======== Supplied entries

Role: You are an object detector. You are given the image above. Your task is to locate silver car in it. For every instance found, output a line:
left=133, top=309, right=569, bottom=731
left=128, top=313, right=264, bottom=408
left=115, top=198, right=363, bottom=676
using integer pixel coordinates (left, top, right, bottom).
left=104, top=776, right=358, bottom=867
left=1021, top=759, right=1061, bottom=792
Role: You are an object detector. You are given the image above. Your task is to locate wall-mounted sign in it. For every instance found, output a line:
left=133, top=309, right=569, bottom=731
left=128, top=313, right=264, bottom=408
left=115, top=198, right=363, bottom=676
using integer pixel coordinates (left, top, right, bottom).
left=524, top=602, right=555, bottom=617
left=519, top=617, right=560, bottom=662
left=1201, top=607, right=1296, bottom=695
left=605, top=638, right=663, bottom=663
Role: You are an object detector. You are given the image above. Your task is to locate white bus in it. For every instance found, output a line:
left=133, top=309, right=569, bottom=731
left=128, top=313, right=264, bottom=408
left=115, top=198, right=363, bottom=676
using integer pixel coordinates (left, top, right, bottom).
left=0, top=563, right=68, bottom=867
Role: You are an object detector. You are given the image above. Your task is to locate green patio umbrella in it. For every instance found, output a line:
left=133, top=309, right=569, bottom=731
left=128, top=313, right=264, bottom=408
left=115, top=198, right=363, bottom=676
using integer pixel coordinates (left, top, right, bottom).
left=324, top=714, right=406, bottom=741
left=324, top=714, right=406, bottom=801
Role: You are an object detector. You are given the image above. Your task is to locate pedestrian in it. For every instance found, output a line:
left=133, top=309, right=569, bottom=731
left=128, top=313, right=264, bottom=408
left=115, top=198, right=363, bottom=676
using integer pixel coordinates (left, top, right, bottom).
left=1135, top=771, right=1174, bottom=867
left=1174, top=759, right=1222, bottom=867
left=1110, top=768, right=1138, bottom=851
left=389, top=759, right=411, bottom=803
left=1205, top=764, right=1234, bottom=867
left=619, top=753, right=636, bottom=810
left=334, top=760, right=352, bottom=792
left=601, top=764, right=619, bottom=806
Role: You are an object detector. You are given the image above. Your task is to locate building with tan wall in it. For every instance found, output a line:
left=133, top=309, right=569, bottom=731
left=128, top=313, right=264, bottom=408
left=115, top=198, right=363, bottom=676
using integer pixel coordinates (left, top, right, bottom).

================

Copy the entire listing above line for line, changing nothing.

Role: You are an object detector. You are given the image above. Your task is to locate silver car in it. For every instance found, output a line:
left=133, top=309, right=569, bottom=731
left=128, top=313, right=264, bottom=408
left=115, top=198, right=363, bottom=676
using integer pixel coordinates (left, top, right, bottom).
left=104, top=776, right=358, bottom=867
left=1021, top=759, right=1061, bottom=792
Role: You are an object detector. You are given the image above. Your task is to locate wall-mounted sign in it. For every instance found, output a line:
left=133, top=309, right=569, bottom=731
left=128, top=313, right=264, bottom=408
left=115, top=198, right=363, bottom=676
using integer pixel coordinates (left, top, right, bottom).
left=524, top=602, right=555, bottom=617
left=519, top=617, right=560, bottom=662
left=1201, top=607, right=1296, bottom=695
left=605, top=638, right=663, bottom=663
Role: You are an object detector. You are given the image above. Your task is to locate white bus in it. For every instance found, output a line:
left=133, top=309, right=569, bottom=731
left=128, top=313, right=264, bottom=408
left=115, top=198, right=363, bottom=676
using integer pixel coordinates (left, top, right, bottom).
left=0, top=563, right=68, bottom=867
Role: You are an object detector. You are given the image above. Your task is to locate green patio umbrella in it. For every instance found, output a line:
left=133, top=309, right=569, bottom=731
left=128, top=313, right=264, bottom=408
left=115, top=198, right=363, bottom=676
using integer pixel coordinates (left, top, right, bottom).
left=324, top=714, right=406, bottom=741
left=324, top=714, right=406, bottom=801
Role: You are an object detector. You are given the image above. Your task is to locate pedestrian in it. For every instance found, output a line:
left=133, top=309, right=569, bottom=731
left=128, top=313, right=264, bottom=408
left=115, top=198, right=363, bottom=676
using integer pixel coordinates (left, top, right, bottom).
left=1135, top=771, right=1174, bottom=867
left=1174, top=759, right=1222, bottom=867
left=1110, top=768, right=1138, bottom=851
left=389, top=759, right=411, bottom=803
left=1205, top=764, right=1234, bottom=867
left=619, top=753, right=636, bottom=810
left=334, top=760, right=352, bottom=792
left=601, top=764, right=619, bottom=806
Role: You are an object detector. You are given the image above. Your task is to locate building with tan wall in it. For every instance found, output a line:
left=133, top=309, right=569, bottom=731
left=128, top=313, right=264, bottom=408
left=115, top=198, right=363, bottom=676
using integer pixel coordinates (left, top, right, bottom).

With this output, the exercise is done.